**Texte de la page**
•••••
En outre, vivre pour le Drapeau, pour la Patrie, c’est apprendre à faire des dépassements de soi de manière à dégager des ententes politiques, sociales, économiques et familiales en tant que membres d’une même nation, famille, communauté, institution ou groupe quelconque pour continuer à exister. En revanche, vivre pour le Drapeau et pour la Patrie, consiste à refuser tous les compromis qui touchent à nos croyances fondamentales, notre intégrité physique, morale ou spirituelle. Les compromis qui menacent notre existence de peuple ou qui mettent en péril notre indépendance, acquise au prix du sang et à travers le paiement d’une dette de l’Indépendance imposée par la France, cette dette qui était à la fois une grave injustice et un crime de lèse humanité desquels notre pays a eu du mal à se relever et dont les conséquences se font encore senties, ne devraient même pas être évoqués chez-nous.
•••••
**Consigne**
D'après le texte de la page, quel pays a imposé la dette de l'Indépendance ? Les entrées ci-dessous proviennent d'une autre source.

(Entrées d'un jeu d'annotations par points)
•••••
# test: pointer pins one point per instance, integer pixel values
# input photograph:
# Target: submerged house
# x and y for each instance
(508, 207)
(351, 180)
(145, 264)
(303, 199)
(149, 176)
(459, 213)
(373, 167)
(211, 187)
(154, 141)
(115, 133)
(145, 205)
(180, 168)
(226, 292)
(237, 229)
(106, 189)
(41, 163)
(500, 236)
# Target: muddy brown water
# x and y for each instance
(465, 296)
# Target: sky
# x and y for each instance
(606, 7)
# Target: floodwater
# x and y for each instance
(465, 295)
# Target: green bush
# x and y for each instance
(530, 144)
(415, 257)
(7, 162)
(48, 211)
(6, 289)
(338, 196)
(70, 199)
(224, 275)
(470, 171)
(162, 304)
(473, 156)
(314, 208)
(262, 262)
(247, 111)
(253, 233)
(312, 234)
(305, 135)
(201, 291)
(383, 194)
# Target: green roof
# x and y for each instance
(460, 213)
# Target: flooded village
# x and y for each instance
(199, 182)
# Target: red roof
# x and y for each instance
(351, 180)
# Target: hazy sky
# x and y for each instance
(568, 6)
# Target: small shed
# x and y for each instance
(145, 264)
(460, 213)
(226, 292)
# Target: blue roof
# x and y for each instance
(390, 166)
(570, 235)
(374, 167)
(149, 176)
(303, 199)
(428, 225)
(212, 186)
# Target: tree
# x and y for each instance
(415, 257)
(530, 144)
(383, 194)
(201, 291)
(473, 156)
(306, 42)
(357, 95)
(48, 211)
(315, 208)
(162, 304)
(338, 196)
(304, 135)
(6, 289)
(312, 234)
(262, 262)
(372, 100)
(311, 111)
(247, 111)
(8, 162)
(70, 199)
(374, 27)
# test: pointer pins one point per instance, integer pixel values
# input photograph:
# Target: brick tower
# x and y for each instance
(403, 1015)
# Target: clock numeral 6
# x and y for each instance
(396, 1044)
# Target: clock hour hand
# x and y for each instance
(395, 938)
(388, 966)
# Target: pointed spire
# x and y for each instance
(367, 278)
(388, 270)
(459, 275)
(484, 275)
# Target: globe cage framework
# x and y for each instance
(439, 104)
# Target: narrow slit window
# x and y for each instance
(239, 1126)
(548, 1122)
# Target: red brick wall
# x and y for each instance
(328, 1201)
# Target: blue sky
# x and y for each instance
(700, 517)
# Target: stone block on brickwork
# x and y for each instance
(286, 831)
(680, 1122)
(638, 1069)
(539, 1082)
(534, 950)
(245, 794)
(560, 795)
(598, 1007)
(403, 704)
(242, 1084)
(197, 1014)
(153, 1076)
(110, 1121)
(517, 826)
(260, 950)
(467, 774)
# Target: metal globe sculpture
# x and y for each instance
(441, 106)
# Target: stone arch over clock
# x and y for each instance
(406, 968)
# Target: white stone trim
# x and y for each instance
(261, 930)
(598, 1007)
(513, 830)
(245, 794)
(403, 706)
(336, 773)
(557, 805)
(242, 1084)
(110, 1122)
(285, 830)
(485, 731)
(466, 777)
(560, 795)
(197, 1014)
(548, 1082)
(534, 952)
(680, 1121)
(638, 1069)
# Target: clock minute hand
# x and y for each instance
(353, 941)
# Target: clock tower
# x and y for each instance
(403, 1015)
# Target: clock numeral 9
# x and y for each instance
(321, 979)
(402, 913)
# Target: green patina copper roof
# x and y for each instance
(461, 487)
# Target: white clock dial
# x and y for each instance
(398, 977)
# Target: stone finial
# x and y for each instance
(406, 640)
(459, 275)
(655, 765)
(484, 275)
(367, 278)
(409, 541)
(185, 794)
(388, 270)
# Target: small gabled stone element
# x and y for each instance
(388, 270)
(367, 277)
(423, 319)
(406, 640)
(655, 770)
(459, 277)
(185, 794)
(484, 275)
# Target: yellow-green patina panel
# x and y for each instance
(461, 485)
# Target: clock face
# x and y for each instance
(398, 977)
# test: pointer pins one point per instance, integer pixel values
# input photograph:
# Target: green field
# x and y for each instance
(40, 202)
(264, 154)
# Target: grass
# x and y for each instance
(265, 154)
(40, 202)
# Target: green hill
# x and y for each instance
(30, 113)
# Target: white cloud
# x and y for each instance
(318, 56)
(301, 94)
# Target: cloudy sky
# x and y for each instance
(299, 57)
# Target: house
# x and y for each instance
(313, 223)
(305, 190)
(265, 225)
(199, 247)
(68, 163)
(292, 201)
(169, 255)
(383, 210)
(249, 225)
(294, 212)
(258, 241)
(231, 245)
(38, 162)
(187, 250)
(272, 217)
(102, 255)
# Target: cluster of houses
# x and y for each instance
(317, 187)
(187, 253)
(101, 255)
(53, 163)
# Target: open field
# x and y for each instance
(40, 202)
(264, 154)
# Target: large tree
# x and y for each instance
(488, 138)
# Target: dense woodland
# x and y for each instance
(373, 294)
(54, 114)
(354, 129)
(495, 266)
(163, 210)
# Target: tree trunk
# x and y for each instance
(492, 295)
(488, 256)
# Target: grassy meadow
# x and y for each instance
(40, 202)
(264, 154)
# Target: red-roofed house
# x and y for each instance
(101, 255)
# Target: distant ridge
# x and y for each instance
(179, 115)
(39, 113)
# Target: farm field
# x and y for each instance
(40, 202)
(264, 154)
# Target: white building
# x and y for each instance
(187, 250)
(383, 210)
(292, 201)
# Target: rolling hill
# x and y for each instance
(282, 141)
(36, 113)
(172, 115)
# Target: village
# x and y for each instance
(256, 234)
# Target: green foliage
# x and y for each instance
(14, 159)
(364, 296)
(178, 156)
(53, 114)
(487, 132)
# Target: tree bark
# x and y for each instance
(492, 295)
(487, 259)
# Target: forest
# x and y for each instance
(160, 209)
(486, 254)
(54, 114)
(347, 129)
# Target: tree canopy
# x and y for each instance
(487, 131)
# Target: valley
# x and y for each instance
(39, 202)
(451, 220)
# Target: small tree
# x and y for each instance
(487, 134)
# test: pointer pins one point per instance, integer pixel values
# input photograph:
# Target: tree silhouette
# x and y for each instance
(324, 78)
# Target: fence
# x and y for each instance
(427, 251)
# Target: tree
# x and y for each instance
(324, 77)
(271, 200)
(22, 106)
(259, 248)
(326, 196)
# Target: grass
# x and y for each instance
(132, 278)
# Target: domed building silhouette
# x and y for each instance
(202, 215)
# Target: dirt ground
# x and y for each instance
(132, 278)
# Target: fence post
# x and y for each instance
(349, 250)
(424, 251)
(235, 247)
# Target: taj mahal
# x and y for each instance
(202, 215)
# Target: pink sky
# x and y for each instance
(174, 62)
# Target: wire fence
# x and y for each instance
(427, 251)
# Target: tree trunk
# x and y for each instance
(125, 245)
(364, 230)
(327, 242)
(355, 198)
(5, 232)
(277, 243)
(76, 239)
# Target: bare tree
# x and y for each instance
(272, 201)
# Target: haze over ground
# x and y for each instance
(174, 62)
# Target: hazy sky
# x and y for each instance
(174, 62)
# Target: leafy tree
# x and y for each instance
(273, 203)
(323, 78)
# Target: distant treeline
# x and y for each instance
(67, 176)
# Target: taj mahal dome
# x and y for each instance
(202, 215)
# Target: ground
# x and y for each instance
•••••
**Réponse**
La France.